OBJECTIF DE L'EXERCICE:
D'après l'extrait de page, combien de familles étaient revenues à Hurdeh en juin 2018 ?

EXTRAIT DE PAGE:
------------------------

Hurdeh a été libéré au printemps 2015. Les rues principales ont depuis été dégagées des gravas mais les ruines demeurent plus nombreuses que les maisons habitables. Les balafres urbaines des bombardements de la coalition internationale et des destructions de l’État islamique lors de son retrait au printemps 2015 ne semblent pas prêtes de cicatriser. Deux cents familles, pour un total d’environ 1600 personnes, vivaient ici en 2014. En juin 2018, elles ne sont qu’une vingtaine à être revenues, toutes yézidies. Sur les 370 personnes tombées entre les mains de Daesh le 3 août 2014, 95 ont été libérées contre des rançons et 120 sont portées disparues. Les 55 personnes assassinées ce jour-là gisent toujours dans des fosses communes délimitées par un simple grillage. À part pour les familles concernées, l’identification des corps ne semblent pas être une priorité à Bagdad ou Erbil, malgré leurs promesses. Depuis le référendum avorté de 2017, la région du Sinjar est repassée sous le contrôle direct du gouvernement central.

------------------------

LIGNES FOURNIES:

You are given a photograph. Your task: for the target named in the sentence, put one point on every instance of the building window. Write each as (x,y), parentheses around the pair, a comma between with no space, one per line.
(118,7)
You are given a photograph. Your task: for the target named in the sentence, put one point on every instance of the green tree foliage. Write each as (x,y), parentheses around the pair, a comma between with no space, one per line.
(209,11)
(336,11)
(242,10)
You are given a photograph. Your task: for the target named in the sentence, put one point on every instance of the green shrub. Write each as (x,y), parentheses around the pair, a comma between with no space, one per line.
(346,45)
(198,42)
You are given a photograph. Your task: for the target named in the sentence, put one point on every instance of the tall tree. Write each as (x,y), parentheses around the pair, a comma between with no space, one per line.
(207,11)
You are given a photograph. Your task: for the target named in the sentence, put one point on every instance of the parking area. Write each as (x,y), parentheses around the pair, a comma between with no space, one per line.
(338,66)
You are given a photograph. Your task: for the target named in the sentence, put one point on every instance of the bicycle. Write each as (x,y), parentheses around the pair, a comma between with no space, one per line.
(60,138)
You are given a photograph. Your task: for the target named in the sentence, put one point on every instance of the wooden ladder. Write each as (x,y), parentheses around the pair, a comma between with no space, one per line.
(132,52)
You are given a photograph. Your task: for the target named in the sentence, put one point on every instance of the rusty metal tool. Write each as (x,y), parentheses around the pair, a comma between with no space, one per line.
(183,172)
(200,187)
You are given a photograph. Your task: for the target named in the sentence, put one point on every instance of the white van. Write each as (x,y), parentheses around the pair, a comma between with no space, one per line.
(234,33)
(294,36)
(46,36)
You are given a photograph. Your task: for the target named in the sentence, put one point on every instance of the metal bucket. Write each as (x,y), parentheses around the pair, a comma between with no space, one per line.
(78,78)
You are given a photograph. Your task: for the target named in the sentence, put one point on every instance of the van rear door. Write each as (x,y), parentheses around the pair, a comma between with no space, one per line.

------------------------

CORRIGÉ:
Une vingtaine, toutes yézidies.